WHAT YOU HAVE TO DO — Reproduce every line of the material below verbatim.

*** RECORDS FOR THIS TASK ***

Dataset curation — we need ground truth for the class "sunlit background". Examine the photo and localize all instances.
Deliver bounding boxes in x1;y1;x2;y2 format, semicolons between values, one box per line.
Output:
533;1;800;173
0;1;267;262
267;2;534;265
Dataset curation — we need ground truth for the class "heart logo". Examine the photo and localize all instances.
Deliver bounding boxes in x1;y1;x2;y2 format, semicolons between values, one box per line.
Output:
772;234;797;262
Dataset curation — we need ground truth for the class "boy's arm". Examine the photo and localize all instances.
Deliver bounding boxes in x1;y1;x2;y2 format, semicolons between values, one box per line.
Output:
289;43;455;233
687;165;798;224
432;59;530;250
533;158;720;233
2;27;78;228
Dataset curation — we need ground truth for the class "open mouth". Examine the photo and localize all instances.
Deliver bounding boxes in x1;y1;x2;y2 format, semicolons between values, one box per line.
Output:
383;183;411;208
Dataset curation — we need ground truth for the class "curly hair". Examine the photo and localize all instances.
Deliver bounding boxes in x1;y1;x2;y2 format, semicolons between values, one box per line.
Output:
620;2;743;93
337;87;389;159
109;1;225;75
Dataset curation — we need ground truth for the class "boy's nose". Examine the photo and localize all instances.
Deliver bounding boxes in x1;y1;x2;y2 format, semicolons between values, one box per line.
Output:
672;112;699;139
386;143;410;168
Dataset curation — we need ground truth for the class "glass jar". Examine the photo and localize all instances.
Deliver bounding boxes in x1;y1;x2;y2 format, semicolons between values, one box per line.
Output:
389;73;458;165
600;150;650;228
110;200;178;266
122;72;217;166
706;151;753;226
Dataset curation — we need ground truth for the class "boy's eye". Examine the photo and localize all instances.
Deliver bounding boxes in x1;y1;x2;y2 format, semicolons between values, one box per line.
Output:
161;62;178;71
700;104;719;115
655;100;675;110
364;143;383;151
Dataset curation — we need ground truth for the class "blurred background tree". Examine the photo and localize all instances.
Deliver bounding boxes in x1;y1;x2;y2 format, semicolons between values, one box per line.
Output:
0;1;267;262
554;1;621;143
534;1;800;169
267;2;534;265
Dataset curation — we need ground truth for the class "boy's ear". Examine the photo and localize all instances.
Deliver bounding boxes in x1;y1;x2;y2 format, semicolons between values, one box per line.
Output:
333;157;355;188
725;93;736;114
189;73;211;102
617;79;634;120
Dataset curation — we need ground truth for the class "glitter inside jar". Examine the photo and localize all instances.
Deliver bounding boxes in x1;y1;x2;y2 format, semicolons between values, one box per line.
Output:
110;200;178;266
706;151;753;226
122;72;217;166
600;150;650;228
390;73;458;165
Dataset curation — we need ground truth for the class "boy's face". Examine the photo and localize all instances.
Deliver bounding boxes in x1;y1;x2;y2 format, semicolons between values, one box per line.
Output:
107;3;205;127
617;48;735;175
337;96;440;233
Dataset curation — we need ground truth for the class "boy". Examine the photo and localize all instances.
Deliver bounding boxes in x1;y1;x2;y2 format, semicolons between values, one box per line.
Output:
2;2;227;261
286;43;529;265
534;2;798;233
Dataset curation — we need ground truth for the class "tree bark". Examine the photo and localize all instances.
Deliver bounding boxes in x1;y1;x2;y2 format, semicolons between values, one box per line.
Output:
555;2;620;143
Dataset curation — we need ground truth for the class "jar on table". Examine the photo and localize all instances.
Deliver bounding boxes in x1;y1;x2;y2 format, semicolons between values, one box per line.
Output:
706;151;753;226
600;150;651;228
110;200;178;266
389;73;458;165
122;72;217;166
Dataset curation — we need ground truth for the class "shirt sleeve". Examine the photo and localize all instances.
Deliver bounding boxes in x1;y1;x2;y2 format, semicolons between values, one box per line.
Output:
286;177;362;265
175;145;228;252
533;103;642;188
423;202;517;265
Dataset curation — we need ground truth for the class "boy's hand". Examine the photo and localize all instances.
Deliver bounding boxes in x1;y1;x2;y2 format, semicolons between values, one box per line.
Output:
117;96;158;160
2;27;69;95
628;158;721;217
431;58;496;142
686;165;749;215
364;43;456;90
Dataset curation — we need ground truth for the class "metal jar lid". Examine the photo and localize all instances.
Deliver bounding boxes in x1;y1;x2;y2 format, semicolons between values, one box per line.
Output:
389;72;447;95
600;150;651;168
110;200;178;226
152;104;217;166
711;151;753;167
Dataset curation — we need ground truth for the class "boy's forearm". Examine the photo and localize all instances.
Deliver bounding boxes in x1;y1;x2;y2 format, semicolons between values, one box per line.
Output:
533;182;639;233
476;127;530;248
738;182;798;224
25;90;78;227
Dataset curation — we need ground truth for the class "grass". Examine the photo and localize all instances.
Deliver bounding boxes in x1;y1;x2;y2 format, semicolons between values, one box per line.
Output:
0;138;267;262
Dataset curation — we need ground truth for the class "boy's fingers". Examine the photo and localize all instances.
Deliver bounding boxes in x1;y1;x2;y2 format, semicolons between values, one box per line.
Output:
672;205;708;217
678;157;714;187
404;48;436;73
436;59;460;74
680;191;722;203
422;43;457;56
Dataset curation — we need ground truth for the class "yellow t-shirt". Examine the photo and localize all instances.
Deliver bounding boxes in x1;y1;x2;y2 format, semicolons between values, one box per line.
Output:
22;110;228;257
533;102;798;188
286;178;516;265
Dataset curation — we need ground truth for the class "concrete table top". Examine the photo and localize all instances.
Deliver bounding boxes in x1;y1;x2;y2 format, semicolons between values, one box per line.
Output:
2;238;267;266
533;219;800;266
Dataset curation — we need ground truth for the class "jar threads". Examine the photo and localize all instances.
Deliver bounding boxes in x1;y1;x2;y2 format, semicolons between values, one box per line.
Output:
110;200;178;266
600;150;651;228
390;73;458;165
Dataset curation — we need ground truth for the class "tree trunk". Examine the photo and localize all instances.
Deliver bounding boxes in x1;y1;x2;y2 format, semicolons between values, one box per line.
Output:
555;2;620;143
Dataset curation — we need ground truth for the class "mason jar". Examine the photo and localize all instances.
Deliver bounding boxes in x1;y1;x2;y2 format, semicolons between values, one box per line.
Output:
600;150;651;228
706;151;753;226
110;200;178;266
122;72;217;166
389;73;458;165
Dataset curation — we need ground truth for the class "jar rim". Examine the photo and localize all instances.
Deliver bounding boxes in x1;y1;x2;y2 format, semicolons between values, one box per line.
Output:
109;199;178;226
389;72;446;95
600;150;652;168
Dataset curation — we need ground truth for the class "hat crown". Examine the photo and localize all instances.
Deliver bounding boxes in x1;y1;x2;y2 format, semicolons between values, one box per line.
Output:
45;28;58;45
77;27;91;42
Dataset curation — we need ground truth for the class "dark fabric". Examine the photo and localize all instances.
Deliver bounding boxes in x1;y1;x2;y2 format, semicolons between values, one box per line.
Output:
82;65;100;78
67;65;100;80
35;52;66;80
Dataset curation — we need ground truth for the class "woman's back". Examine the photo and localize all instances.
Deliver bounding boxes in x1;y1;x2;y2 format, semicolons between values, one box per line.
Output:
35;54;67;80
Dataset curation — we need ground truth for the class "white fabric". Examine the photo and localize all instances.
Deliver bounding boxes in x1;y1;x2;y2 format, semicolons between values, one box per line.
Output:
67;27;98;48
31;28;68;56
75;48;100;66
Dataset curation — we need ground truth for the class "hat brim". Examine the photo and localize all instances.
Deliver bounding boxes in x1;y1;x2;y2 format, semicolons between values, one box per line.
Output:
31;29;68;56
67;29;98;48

***

TASK RESULT —
Dataset curation — we need ground truth for the class "sunlit background". Examine the photo and localize all instances.
Deliver bounding boxes in x1;y1;x2;y2 format, semicolons between values, one box per line.
Output:
533;1;800;173
0;1;267;262
267;2;534;265
Dataset curation — we need ground truth for the class "heart logo". Examine the photo and localize all instances.
Deliver bounding boxes in x1;y1;x2;y2 format, semicolons between values, one box per line.
Output:
772;234;797;262
Dataset curation — we need ground truth for the class "boy's arm". Examine the photo and localize all instances.
Deliver bounding boxes in x1;y1;x2;y2 format, semicolons between values, one box per line.
Output:
289;43;455;233
687;165;798;224
432;59;530;250
533;158;720;233
2;27;78;228
Dataset curation — we need ground truth for the class "open mouth". Examine the photo and localize all instances.
Deliver bounding boxes in x1;y1;x2;y2 format, semicolons between values, one box per line.
Output:
383;183;411;208
Dataset curation — we need ground truth for the class "curly hair". Examine the photo and localize all instances.
Deliver bounding boxes in x1;y1;x2;y2 format, semicolons between values, one box per line.
Output:
620;2;743;93
337;87;389;159
109;1;225;75
Dataset curation — we need ground truth for the class "boy's nose". Examine the photo and localize all instances.
Deliver bounding boxes in x1;y1;x2;y2 format, semicolons between values, one box per line.
Output:
672;112;699;139
386;143;410;168
Dataset curation — we need ground truth for the class "glass jar". Examine the photo and localize all instances.
Deliver bounding boxes in x1;y1;x2;y2 format, semicolons between values, one box per line.
Output:
389;73;458;165
600;150;650;228
110;200;178;266
122;72;217;166
706;151;753;226
Dataset curation — we need ground truth for the class "boy's eye". Examine the photo and localize all instances.
Deliver bounding boxes in x1;y1;x2;y2 format, semicolons between values, one box per line.
Output:
161;62;178;71
700;104;719;115
655;100;675;110
364;143;383;151
Dataset curation — we need ground truth for the class "blurred background tree". Examine the photo and localize all instances.
Deliver bounding boxes in x1;y1;x2;y2 format, semicolons between values, one box per line.
Output:
0;1;267;262
554;1;621;143
534;1;800;169
267;2;534;265
Dataset curation — we need ground truth for the class "boy's ear". Examine the photo and localize all instances.
Deliver bounding boxes in x1;y1;x2;y2 format, semicolons between values, one box per line.
Output:
333;157;355;188
725;93;736;114
189;73;211;102
617;79;634;120
Dataset curation — we need ground truth for the class "glitter inside jar". Examine the photo and localize all instances.
Deliver bounding boxes in x1;y1;x2;y2 format, semicolons between values, one box per line.
Output:
110;200;178;266
706;151;753;226
122;72;217;166
600;150;650;228
390;73;458;165
Dataset curation — we need ground truth for the class "boy's face". Examine the photo and localize all instances.
Deliver bounding boxes in x1;y1;x2;y2 format, semicolons between values, one box per line.
Output:
107;3;205;127
617;48;735;175
337;96;440;233
Dataset curation — we need ground truth for the class "boy". Examine the photo and localize all instances.
Deliver bounding boxes in x1;y1;x2;y2 format, semicolons between values, one box per line.
Output:
2;2;227;261
286;43;529;265
534;2;798;233
Dataset curation — we need ground truth for the class "tree bark". Examine the photo and localize all instances.
Deliver bounding boxes in x1;y1;x2;y2 format, semicolons between values, one box per line.
Output:
555;2;620;143
Dataset curation — we need ground truth for the class "jar on table". Examine the photo and localize all instances.
Deliver bounding boxes in x1;y1;x2;y2 format, semicolons between values, one box per line.
Output:
706;151;753;226
600;150;651;228
110;200;178;266
389;73;458;165
122;72;217;166
Dataset curation — we need ground truth for the class "shirt sleeve". Examine the photo and localize all instances.
Deliver bounding boxes in x1;y1;x2;y2 format, semicolons between values, one box per line.
Output:
286;177;362;265
175;145;228;252
533;103;642;188
423;202;517;265
Dataset curation — we need ground truth for the class "boy's hand". Examine the photo and localize all instances.
Deliver bounding boxes in x1;y1;x2;y2 format, semicolons between values, one box per line.
Output:
117;96;158;160
2;27;69;95
628;158;721;217
431;58;496;142
686;165;749;215
364;43;456;90
Dataset curation — we need ground truth for the class "metal jar lid". Examine the photo and localize all instances.
Deliver bounding boxes in x1;y1;x2;y2 format, semicolons between values, one box per line.
Output:
389;72;447;95
600;150;651;168
110;200;178;226
152;104;217;166
711;151;753;167
Dataset curation — we need ground truth for the class "boy's forearm". Examine the photo and localize all instances.
Deliver bounding boxes in x1;y1;x2;y2 format, semicolons between values, one box per line.
Output:
533;182;639;233
476;127;530;248
738;182;798;224
25;90;78;227
Dataset curation — we need ground truth for the class "grass". Examine the photo and localize all instances.
Deliver bounding boxes in x1;y1;x2;y2 format, semicolons between values, one box per line.
Output:
0;138;267;262
Dataset curation — we need ground truth for the class "boy's fingers". Examine the photo and localize all instances.
Deliver bounding boxes in x1;y1;x2;y2 format, semicolons between values, one box per line.
Output:
672;205;708;217
678;157;714;187
404;48;436;73
436;59;460;74
680;191;722;203
422;43;457;56
Dataset curation — we need ground truth for the class "yellow t-shirt". Examine the photo and localize all instances.
Deliver bounding boxes in x1;y1;x2;y2 format, semicolons between values, one box per line.
Output:
22;110;228;257
533;102;798;188
286;178;516;265
Dataset curation — we need ground truth for the class "concrete table top". Examine the photo and localize all instances.
Deliver bounding boxes in x1;y1;x2;y2 format, semicolons between values, one box per line.
Output:
2;238;267;266
533;219;800;266
Dataset curation — we need ground truth for the class "jar threads". Examine the photo and localize all instances.
Deliver bounding boxes in x1;y1;x2;y2 format, semicolons between values, one box per line.
Output:
110;200;178;266
600;150;651;228
390;73;458;165
Dataset curation — we need ground truth for the class "tree trunk". Examine the photo and localize all instances.
Deliver bounding boxes in x1;y1;x2;y2 format, semicolons between values, one box per line.
Output:
555;2;620;143
Dataset curation — we need ground truth for the class "mason jar". Examine the photo and localize all instances.
Deliver bounding boxes in x1;y1;x2;y2 format, semicolons between values, one box per line.
Output:
600;150;651;228
706;151;753;226
110;200;178;266
122;72;217;166
389;73;458;165
Dataset curation — we need ground truth for the class "jar rim". Examine the photo and localize all instances.
Deliver bounding boxes in x1;y1;x2;y2 format, semicolons between values, one box per line.
Output:
109;199;178;226
389;72;446;95
600;150;652;168
Dataset curation — we need ground truth for the class "hat crown". Examine the photo and localize all instances.
Deliver bounding boxes in x1;y1;x2;y2 format, semicolons between values, one box per line.
Output:
45;28;58;45
77;27;91;42
Dataset curation — we need ground truth for the class "dark fabric". Examine the photo and localize all instances.
Deliver bounding boxes in x1;y1;x2;y2 format, semicolons between values, one box per line.
Output:
82;65;100;78
67;65;100;80
35;52;66;80
Dataset curation — we need ground truth for the class "woman's back". Examine the photo and localize all instances.
Deliver bounding boxes in x1;y1;x2;y2 format, semicolons between values, one box per line.
Output:
35;54;67;80
Dataset curation — we need ground truth for the class "white fabric". Examine the photo and localize all instances.
Deliver bounding boxes in x1;y1;x2;y2 format, semicolons between values, one box per line.
Output:
67;27;98;48
31;28;68;56
75;48;100;66
Dataset curation — we need ground truth for the class "hat brim". Examine the photo and localize all instances.
Deliver bounding boxes in x1;y1;x2;y2 format, semicolons between values, one box per line.
Output:
31;29;68;56
67;29;98;48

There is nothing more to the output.